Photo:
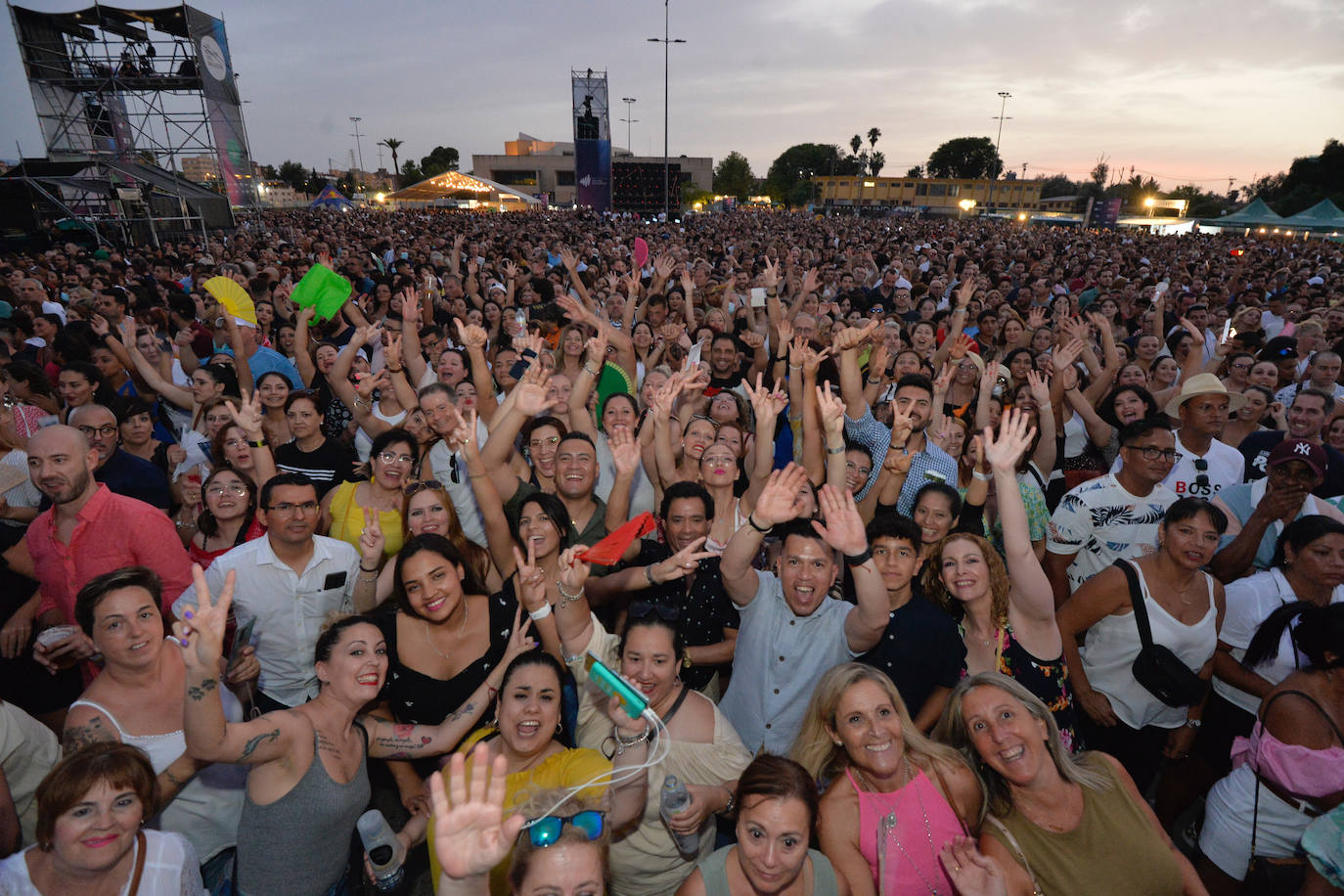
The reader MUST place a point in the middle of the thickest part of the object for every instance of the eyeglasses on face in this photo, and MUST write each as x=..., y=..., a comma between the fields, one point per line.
x=287, y=508
x=219, y=490
x=1152, y=453
x=640, y=608
x=546, y=831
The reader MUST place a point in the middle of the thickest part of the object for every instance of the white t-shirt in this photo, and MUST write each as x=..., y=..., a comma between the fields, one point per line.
x=1202, y=477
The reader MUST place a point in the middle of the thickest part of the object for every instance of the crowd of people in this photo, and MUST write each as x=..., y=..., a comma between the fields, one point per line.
x=935, y=557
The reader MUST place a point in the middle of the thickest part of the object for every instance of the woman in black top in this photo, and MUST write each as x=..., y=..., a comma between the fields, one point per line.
x=326, y=461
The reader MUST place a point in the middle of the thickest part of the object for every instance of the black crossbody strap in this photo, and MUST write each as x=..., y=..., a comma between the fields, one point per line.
x=1136, y=600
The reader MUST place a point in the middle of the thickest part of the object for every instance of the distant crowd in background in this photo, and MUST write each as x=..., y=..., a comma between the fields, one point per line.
x=948, y=557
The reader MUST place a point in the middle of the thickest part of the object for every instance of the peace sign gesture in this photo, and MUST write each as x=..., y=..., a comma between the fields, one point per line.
x=202, y=633
x=371, y=540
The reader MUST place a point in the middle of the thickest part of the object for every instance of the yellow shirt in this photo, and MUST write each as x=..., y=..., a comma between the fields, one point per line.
x=560, y=771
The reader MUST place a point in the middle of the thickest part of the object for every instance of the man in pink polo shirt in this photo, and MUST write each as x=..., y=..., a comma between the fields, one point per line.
x=89, y=531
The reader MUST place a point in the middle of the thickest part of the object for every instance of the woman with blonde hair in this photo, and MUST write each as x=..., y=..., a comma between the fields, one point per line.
x=1055, y=823
x=894, y=797
x=1006, y=610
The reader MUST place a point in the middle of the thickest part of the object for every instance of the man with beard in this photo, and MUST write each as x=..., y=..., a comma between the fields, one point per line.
x=89, y=531
x=682, y=582
x=791, y=630
x=119, y=470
┄┄┄┄┄┄┄┄┄┄
What to work on: Could you give all of the data again exactly as written, omitting any pictures?

Answer for this exercise:
Photo:
The reader MUST place a point in the middle of the thickest part of the object for every instance of the eyeglasses on face in this photo, and MUST write each as x=..., y=..., a comma between the fields, one point per line.
x=287, y=508
x=219, y=490
x=1152, y=453
x=640, y=608
x=546, y=831
The reader MUST place a point in the middle of the thickest part of the object for every instance of the white t-shirt in this photo, and MUST write each as x=..., y=..., a comma between the fields, one point per line.
x=1202, y=477
The reader MUST place a point in the middle of the thickest part of the object for every instance of the crowd of people in this photo, and MUST write each as x=..., y=..., a comma between the fields, one point per line.
x=935, y=557
The reader MUST place a point in the middle of the thickest part of the object for every instance of the woman in black top in this photo, and MUST write each as x=..., y=..., a comma between the fields, one point per line.
x=326, y=461
The reader MUST place a point in the middle of the thickest part of the object for every instance of the black crossbody strap in this photo, and MUST write each as x=..., y=..., a comma between the fields, one point per line.
x=1136, y=600
The reader MUST place a point in the middle of the thickest part of the object for every instance of the distant crowd in background in this photo, and MUST write each as x=..., y=..., a comma between the fields, one point per line.
x=948, y=557
The reader MUST place a point in the middle of the thickest part of the object for every instance of the peace sign gesture in this photo, and MUST write each as x=..., y=..., a comma between the fields, one point per line.
x=202, y=633
x=371, y=540
The reader MUST place a point in the middle of the thickest part of the object for every instance of the yellow shirt in this photo, and MUST write each as x=..., y=..., a comma between the fields, one point per line.
x=560, y=771
The reader MUST place a point in the middle of the thickest part of the object for every instance of the man in pink polo shirt in this photo, and MUST write each as x=..., y=..., a comma between the fields, one point per line.
x=89, y=531
The reader MUST place a point in the middle of the thickest part of the object for every instance of the woman with blonde hair in this photo, and MUST write each as x=..., y=..., a comma between the fields, one point per line.
x=1055, y=823
x=894, y=797
x=1006, y=610
The reader MUST place a point in the middle of the thickest part of the object for every instance of the man with beard in this photo, and MUST write each as x=..., y=..., a comma between the fields, one point per line.
x=89, y=531
x=682, y=582
x=791, y=630
x=119, y=470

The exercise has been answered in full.